El sabotaje costaría la vida a un centenar de personas y más de 200 heridos

Fecha: 

03/03/2016

Fuente: 

Periódico Granma

Autor: 

 

Orlando Martínez Pratts, fundador de la Policía Marítima, y Nemesio Viciedo, bombero voluntario de la ciudad de Matanzas, presenciaron hace 56 años —desde circunstancias diferentes— la explosión del buque francés en la rada habanera.
 
Dicen que el estallido se escuchó en toda La Habana. Desde la popa del buque francés La Coubre una estela de humo ascendía al cielo, visible más allá de las cercanías de la Avenida del Puerto; en tierra, los derredores del antiguo muelle de la Pan American Docks se transfiguraban —del apacible y tranquilo ambiente de la tarde— a una escena de muerte y destrucción que hasta describir duele; era el 4 de marzo de 1960.
 
Un cruel sabotaje costaría la vida a un centenar de personas y más de 200 heridos, dejando una pena imborrable en la memoria del pueblo cubano, de esas que no se curan aunque pasen 56 años.
 
El vapor había arribado esa mañana a aguas habaneras con un cargamento de armas destinado a la defensa de la naciente Revolución Cubana: algo más de 75 toneladas de municiones, procedentes de Amberes, Bélgica.

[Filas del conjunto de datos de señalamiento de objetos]
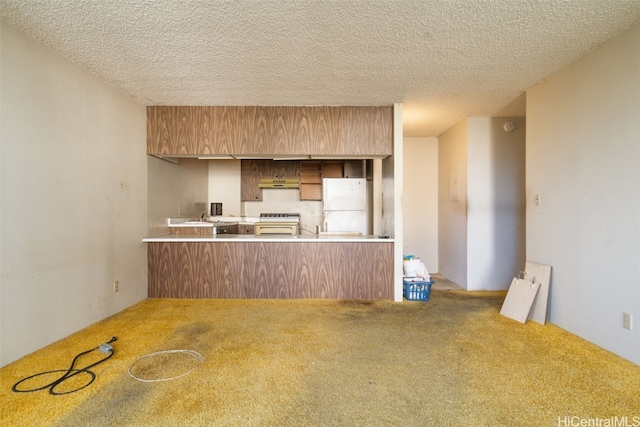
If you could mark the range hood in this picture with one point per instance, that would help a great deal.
(279, 183)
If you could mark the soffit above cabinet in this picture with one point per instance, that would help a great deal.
(270, 132)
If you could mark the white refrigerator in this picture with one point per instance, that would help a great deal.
(344, 205)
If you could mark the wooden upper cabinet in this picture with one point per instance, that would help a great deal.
(269, 131)
(366, 131)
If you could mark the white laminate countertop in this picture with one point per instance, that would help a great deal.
(210, 221)
(266, 238)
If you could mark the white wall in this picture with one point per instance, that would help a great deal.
(452, 204)
(175, 190)
(225, 186)
(481, 195)
(495, 202)
(583, 152)
(420, 201)
(74, 197)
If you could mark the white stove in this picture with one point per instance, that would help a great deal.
(278, 223)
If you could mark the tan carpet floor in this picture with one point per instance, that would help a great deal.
(451, 361)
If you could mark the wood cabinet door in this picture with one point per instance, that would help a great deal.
(269, 131)
(366, 131)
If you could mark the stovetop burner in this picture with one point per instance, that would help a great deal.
(280, 217)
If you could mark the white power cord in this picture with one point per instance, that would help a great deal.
(196, 356)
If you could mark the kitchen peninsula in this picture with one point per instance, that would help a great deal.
(304, 265)
(270, 266)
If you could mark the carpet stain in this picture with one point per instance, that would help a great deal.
(450, 361)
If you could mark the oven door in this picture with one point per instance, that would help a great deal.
(260, 228)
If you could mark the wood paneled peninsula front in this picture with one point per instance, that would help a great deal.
(270, 267)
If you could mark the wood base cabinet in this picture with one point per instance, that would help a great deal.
(271, 270)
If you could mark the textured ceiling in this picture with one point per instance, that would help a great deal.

INSTRUCCIONES Y REQUISITOS: Extrae de forma literal, del fragmento sobre la explosión del buque La Coubre, todo lo que va desde "Periódico Granma" hasta "marzo de 1960.", con ambos extremos incluidos.

RESPUESTA ESCRITA:
Periódico Granma

Autor: 

 

Orlando Martínez Pratts, fundador de la Policía Marítima, y Nemesio Viciedo, bombero voluntario de la ciudad de Matanzas, presenciaron hace 56 años —desde circunstancias diferentes— la explosión del buque francés en la rada habanera.
 
Dicen que el estallido se escuchó en toda La Habana. Desde la popa del buque francés La Coubre una estela de humo ascendía al cielo, visible más allá de las cercanías de la Avenida del Puerto; en tierra, los derredores del antiguo muelle de la Pan American Docks se transfiguraban —del apacible y tranquilo ambiente de la tarde— a una escena de muerte y destrucción que hasta describir duele; era el 4 de marzo de 1960.